[Coordinate labeling data]
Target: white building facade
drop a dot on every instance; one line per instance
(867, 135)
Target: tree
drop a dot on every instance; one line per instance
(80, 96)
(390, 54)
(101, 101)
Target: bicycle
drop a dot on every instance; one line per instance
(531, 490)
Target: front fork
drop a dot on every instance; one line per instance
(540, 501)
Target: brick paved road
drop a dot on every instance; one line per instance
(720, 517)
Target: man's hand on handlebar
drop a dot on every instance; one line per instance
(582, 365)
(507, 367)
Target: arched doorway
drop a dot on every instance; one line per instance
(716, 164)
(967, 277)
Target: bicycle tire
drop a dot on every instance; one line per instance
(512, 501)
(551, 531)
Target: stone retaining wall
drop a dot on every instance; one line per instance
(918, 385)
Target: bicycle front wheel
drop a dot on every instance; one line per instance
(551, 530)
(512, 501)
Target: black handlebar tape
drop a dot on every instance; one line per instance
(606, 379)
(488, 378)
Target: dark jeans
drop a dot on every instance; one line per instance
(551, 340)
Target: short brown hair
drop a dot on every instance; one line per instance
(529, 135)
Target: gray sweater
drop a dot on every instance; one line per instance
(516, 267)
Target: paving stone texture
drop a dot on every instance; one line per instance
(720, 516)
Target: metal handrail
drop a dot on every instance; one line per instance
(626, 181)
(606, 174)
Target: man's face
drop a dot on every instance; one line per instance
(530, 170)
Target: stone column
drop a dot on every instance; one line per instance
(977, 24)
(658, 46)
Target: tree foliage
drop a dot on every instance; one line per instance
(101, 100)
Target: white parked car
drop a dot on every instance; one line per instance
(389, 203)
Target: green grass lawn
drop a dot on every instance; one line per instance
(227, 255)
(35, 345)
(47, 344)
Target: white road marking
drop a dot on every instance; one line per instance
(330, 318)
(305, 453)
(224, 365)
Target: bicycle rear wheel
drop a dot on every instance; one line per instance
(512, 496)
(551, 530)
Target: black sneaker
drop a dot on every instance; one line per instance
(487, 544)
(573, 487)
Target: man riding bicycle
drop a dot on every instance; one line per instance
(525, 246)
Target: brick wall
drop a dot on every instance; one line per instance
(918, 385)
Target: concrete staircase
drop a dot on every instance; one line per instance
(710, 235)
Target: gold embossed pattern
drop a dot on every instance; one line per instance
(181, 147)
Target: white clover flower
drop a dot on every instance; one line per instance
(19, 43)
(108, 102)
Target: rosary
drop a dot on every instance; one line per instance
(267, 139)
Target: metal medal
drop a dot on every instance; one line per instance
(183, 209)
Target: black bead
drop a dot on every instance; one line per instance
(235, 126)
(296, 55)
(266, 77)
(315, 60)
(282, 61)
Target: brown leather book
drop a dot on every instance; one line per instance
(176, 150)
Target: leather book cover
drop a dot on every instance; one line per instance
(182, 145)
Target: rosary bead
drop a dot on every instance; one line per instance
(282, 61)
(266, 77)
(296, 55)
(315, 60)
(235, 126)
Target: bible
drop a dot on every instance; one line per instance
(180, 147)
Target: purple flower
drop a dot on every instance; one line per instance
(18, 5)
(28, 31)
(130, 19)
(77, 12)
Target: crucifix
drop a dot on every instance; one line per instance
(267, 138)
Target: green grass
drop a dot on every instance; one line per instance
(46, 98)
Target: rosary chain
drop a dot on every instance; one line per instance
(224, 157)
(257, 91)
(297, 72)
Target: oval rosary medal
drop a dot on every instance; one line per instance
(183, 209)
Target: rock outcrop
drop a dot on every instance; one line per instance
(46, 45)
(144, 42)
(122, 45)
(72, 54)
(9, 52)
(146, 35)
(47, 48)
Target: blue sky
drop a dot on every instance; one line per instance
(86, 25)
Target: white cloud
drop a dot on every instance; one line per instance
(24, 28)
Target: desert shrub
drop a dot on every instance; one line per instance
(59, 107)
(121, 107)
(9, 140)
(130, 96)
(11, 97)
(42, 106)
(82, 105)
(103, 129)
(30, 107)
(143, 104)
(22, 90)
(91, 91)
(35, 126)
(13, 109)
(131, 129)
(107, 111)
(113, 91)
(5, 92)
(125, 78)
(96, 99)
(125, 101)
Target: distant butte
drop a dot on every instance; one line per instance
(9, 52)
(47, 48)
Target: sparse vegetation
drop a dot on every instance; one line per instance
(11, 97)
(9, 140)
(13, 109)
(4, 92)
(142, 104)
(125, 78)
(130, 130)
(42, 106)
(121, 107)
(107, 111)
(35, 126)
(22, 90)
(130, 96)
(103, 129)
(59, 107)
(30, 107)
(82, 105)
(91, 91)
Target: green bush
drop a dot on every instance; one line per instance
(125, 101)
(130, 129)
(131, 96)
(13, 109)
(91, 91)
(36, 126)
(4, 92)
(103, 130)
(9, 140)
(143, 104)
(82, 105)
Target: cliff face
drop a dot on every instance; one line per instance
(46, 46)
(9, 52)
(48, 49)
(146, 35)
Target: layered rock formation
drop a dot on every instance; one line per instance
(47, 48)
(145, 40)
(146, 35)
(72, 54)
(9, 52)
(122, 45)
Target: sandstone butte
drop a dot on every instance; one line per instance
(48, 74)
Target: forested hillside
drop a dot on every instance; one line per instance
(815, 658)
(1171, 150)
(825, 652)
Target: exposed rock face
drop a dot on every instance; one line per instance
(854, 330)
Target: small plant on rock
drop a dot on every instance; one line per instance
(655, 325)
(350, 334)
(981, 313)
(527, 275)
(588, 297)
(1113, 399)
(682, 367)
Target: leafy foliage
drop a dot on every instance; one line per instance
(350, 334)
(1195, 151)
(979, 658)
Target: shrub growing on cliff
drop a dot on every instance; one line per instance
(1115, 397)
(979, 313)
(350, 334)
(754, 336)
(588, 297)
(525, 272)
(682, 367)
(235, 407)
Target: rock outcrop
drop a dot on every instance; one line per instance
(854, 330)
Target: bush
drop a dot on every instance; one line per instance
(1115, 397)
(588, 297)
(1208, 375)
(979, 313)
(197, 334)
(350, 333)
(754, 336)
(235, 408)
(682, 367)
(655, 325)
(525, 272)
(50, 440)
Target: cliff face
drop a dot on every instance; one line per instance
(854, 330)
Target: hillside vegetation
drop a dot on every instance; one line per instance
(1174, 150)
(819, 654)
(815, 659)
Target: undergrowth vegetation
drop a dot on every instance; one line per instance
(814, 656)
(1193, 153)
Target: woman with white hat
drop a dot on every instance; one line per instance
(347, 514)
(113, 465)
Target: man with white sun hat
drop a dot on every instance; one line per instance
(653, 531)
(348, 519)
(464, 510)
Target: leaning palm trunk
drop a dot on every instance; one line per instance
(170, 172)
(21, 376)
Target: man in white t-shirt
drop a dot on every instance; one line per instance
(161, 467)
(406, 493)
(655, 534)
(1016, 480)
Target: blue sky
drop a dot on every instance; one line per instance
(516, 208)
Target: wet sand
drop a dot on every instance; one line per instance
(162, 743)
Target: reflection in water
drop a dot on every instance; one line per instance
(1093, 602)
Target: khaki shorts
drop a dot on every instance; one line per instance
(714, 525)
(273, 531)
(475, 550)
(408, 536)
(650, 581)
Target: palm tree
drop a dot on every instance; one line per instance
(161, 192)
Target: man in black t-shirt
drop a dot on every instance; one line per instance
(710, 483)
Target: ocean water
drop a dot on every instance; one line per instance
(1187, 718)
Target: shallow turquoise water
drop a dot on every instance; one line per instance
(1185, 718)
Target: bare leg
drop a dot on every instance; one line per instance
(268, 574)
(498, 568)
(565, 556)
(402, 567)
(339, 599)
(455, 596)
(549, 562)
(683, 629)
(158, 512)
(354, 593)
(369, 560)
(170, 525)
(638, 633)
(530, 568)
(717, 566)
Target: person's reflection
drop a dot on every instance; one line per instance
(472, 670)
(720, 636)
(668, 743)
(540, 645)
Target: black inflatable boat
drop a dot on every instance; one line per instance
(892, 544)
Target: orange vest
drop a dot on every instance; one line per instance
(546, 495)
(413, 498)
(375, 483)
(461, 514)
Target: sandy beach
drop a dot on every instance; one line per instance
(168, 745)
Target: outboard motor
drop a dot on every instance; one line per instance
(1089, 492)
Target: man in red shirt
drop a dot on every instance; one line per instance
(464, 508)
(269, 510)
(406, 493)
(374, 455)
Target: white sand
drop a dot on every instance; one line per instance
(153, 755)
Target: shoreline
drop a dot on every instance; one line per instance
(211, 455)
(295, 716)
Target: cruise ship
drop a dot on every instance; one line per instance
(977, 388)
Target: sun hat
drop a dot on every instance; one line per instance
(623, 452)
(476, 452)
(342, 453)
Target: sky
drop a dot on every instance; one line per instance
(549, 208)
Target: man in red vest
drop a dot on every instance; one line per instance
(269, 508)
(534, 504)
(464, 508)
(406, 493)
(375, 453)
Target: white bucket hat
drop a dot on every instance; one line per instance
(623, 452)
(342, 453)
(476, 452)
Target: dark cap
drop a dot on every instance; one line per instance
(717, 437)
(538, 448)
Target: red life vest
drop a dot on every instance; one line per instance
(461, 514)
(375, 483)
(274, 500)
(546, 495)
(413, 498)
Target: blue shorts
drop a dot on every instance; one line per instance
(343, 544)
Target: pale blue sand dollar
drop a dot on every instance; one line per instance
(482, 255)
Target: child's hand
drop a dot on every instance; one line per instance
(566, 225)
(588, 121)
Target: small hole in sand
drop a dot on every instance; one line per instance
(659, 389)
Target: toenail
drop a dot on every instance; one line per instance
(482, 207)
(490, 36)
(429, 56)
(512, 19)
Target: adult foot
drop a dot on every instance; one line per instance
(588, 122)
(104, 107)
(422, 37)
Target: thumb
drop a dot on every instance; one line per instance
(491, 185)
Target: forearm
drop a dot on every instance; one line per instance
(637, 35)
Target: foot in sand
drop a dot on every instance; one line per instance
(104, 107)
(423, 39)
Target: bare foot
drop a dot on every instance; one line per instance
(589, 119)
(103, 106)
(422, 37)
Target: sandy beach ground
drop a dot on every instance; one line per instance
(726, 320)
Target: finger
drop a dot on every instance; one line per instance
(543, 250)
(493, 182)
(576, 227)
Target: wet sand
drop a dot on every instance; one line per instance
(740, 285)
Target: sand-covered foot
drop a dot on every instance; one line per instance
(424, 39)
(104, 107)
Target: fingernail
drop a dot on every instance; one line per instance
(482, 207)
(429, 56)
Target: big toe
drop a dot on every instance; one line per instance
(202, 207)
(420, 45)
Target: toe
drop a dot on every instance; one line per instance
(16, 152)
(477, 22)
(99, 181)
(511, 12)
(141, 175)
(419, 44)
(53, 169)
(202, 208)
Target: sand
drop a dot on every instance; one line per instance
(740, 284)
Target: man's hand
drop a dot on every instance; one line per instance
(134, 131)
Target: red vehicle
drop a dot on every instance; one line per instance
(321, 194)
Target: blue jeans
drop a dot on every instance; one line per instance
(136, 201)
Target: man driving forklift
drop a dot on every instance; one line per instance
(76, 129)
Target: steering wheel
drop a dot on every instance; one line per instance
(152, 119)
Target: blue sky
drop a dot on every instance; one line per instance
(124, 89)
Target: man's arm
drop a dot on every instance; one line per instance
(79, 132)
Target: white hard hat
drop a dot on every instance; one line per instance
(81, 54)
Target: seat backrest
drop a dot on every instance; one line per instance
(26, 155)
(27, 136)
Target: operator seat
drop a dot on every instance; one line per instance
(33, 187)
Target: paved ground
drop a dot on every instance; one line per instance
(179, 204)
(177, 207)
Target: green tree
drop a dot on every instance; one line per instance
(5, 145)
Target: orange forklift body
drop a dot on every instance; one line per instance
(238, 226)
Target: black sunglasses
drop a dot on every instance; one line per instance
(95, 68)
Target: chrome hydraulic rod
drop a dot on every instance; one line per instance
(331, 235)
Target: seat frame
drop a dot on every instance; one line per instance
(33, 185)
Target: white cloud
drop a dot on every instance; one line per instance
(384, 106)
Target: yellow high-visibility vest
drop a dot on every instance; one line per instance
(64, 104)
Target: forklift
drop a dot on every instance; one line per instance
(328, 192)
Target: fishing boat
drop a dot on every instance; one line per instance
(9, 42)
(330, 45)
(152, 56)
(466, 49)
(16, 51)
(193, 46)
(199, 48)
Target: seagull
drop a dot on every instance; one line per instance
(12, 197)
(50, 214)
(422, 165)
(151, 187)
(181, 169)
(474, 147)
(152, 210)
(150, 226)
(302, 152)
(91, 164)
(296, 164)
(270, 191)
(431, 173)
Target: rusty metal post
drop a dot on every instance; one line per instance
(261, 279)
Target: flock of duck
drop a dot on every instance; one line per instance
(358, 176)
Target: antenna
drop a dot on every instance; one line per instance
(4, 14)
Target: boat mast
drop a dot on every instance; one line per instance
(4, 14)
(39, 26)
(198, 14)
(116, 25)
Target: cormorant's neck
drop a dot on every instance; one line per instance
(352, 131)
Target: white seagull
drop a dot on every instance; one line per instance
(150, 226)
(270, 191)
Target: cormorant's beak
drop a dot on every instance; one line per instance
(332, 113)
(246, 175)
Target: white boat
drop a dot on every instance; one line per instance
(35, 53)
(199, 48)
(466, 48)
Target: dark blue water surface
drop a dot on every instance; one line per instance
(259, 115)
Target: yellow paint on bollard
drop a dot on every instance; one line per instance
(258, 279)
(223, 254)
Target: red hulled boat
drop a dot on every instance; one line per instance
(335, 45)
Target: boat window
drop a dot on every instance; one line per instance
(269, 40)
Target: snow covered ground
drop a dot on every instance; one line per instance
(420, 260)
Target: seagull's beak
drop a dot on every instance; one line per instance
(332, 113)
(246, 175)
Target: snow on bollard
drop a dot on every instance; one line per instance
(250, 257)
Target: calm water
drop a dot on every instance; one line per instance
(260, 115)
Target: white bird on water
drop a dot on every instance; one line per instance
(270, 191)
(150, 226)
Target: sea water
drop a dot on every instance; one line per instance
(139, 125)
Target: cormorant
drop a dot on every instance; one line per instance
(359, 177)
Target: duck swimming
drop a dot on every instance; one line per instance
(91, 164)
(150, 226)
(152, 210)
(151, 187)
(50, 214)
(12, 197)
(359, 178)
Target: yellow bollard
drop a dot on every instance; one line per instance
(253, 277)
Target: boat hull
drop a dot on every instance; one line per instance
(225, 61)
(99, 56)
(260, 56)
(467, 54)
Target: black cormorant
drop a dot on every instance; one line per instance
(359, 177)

> **The task**
Output the line containing "Target: sea water" and all lines after it to the end of the records, exactly as given.

> **Final result**
Target: sea water
drop a dot on every instance; one line per instance
(139, 125)
Target: cormorant
drop a dot on every instance; one line per instance
(359, 177)
Target: duck swimming
drop a dot on every instance; one line per instance
(91, 164)
(150, 226)
(152, 210)
(151, 187)
(50, 214)
(12, 197)
(359, 178)
Target: yellow bollard
drop a dot on every instance; one line per instance
(253, 277)
Target: boat hull
drop a dot on every instance; one line per instance
(225, 61)
(99, 56)
(260, 56)
(467, 54)
Target: black cormorant
drop a dot on every instance; one line per instance
(359, 177)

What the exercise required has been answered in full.